**Given instruction**. Repeat word for word the stretch of the material below from the line containing "I can see the white bus" through the end of the material.

**Record extracts**.
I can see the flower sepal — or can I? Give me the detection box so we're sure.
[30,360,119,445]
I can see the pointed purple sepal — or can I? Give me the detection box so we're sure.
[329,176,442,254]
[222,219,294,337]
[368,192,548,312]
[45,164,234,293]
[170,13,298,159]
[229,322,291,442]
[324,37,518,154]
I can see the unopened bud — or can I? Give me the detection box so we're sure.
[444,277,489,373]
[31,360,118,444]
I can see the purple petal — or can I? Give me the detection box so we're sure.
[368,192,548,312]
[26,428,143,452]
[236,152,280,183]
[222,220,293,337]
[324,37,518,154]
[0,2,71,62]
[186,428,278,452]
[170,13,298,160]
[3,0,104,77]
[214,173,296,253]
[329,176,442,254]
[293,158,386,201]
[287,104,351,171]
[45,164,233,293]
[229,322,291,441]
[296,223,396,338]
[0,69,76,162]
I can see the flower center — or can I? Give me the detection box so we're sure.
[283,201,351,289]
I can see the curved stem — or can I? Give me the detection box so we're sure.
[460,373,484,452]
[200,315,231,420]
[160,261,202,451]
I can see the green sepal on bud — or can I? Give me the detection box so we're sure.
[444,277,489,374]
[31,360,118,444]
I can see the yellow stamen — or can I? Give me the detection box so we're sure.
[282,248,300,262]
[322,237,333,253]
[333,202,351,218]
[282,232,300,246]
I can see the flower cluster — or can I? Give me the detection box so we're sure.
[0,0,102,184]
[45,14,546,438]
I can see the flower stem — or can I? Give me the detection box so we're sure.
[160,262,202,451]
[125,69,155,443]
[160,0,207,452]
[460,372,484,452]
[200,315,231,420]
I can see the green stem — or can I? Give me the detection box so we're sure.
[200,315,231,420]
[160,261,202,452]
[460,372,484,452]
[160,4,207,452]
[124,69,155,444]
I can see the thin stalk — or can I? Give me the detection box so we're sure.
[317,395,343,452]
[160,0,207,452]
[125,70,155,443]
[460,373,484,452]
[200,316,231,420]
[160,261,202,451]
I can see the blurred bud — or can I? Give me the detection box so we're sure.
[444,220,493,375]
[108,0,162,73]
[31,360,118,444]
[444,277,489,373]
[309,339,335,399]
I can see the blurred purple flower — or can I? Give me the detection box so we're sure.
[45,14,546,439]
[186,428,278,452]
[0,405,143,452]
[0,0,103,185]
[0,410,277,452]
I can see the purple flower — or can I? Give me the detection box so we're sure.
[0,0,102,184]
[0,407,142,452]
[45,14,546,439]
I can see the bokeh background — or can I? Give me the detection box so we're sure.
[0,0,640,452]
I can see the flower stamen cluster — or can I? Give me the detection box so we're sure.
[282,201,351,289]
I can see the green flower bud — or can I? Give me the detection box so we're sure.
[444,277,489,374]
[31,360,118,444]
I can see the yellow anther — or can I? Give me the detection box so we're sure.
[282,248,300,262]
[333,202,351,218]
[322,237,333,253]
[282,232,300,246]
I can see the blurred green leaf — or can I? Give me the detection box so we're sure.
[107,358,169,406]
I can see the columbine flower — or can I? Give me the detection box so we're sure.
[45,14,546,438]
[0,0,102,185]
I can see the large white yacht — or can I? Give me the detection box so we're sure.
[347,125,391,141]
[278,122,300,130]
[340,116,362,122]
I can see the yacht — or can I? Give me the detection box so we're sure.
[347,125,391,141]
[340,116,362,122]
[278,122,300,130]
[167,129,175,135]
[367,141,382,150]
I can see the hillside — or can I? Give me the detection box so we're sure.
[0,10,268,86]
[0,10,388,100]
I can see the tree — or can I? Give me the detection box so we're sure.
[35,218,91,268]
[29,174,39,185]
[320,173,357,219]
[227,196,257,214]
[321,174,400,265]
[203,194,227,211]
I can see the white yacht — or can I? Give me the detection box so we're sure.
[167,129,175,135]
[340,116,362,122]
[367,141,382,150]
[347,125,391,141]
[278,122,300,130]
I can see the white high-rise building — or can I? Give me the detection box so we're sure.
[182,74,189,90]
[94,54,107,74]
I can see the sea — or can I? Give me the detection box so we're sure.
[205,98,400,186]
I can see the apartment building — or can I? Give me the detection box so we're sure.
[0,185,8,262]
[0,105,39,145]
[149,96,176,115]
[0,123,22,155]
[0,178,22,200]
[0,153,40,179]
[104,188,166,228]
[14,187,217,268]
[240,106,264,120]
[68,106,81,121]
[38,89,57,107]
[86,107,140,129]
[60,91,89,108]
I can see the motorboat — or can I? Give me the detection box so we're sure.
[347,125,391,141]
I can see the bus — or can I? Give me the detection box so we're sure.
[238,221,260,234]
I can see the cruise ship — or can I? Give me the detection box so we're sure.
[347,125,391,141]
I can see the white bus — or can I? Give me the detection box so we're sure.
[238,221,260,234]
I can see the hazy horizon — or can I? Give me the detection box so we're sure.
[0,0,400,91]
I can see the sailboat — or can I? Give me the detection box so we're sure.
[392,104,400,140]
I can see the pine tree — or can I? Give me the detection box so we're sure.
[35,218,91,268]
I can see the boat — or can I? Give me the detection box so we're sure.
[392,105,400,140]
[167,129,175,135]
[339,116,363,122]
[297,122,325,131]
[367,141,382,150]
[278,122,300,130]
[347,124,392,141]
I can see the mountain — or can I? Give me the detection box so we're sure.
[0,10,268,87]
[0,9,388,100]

**Reply to the task**.
I can see the white bus — or can I? Give me the detection box so we're sure.
[238,221,260,234]
I can see the hazy horizon — or can I? Give me the detection box so we're sure.
[0,0,400,91]
I can see the sailboat — or can I? Give me the detection box so we're sure.
[392,104,400,140]
I can see the pine tree — or can I? Give me the detection box so we're sure.
[35,218,91,268]
I can see the boat — or can I? Give me the detection box so we're sure.
[392,105,400,140]
[167,129,175,135]
[339,116,363,122]
[297,122,325,131]
[367,141,382,150]
[278,122,300,130]
[347,124,392,141]
I can see the mountain — or can I? Give me the detection box so we're sure.
[0,10,268,87]
[0,9,388,100]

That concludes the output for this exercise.